[Records drawn from a dataset]
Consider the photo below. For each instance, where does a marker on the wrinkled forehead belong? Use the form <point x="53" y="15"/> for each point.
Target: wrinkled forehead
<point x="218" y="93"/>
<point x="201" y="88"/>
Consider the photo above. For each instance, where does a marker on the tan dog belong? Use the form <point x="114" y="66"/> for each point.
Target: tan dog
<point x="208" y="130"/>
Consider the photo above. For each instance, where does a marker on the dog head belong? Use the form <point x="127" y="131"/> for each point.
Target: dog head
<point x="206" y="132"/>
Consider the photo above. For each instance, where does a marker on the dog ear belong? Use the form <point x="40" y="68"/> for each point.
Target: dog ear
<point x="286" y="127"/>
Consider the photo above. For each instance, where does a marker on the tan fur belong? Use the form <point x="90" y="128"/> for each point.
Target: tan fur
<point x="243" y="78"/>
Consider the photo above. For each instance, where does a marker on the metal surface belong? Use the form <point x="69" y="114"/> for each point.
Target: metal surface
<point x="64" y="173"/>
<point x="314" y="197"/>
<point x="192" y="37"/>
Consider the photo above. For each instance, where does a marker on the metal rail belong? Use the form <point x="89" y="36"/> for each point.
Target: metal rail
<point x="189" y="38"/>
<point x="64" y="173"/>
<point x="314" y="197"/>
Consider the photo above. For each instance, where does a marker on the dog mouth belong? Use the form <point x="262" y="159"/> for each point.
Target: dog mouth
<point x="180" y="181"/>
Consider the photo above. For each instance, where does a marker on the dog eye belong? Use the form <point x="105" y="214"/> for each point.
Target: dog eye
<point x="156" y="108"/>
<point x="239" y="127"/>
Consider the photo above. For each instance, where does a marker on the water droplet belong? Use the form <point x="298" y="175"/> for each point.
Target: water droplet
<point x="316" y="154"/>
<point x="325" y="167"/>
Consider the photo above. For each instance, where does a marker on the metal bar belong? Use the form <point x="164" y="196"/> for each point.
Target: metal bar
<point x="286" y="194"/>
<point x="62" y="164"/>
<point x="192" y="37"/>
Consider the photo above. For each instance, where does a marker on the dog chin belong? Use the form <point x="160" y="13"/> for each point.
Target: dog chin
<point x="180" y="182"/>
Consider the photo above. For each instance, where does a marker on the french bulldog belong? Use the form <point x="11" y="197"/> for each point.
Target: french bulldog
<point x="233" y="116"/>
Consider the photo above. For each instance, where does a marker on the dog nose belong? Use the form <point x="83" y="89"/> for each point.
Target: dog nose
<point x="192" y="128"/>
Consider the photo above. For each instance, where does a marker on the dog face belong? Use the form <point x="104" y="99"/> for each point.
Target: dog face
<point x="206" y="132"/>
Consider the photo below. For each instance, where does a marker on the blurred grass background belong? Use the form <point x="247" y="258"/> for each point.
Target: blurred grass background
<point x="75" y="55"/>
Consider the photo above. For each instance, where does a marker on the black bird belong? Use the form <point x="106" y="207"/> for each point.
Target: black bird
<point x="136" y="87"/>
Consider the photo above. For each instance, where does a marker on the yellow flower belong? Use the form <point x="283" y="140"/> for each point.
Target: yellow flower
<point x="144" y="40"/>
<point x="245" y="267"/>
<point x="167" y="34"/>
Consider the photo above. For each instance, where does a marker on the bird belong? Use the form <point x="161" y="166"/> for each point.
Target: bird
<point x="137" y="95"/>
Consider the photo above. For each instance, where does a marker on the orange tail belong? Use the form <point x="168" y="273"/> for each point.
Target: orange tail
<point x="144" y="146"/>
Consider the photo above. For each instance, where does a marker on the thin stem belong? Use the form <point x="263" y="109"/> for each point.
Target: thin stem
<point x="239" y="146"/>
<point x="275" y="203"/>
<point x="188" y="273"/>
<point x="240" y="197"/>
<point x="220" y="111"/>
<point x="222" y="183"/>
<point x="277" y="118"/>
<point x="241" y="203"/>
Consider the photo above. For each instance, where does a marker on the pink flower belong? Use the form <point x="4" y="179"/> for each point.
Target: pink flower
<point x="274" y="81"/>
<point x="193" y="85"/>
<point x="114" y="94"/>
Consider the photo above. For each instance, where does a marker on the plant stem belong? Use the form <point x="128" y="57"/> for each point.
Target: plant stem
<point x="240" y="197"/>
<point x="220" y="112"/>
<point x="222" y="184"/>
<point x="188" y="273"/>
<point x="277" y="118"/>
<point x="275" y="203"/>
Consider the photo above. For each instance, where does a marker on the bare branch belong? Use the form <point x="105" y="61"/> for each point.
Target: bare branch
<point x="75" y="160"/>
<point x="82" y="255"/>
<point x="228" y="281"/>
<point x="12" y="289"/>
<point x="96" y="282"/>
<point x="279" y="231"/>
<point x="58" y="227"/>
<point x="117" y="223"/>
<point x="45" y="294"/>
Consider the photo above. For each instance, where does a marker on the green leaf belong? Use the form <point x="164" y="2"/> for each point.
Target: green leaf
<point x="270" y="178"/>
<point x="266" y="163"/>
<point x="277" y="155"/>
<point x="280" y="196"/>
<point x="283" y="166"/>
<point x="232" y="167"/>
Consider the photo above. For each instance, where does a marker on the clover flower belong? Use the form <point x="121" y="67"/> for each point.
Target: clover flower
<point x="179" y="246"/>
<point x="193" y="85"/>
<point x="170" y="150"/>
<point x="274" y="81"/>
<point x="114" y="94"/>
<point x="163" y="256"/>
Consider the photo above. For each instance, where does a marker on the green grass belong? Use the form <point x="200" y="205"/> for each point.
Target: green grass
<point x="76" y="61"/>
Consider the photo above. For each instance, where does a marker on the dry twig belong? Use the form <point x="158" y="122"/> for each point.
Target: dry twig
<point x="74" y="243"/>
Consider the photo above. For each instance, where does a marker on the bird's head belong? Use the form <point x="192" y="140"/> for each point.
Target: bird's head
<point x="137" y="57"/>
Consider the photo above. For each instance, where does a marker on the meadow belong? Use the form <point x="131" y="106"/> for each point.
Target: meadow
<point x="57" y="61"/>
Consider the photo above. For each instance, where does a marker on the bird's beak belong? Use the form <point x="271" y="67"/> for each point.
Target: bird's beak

- **What the task asks**:
All lines in the data that contain the word "below" should be copied.

- **Result of the exercise**:
Consider the photo below. For each instance, where does a marker on the wrinkled forehead belong? Use the form <point x="53" y="15"/> for each point.
Consider the photo below. For each instance, where does a marker on the blurred grass background belong? Use the form <point x="247" y="258"/> for each point.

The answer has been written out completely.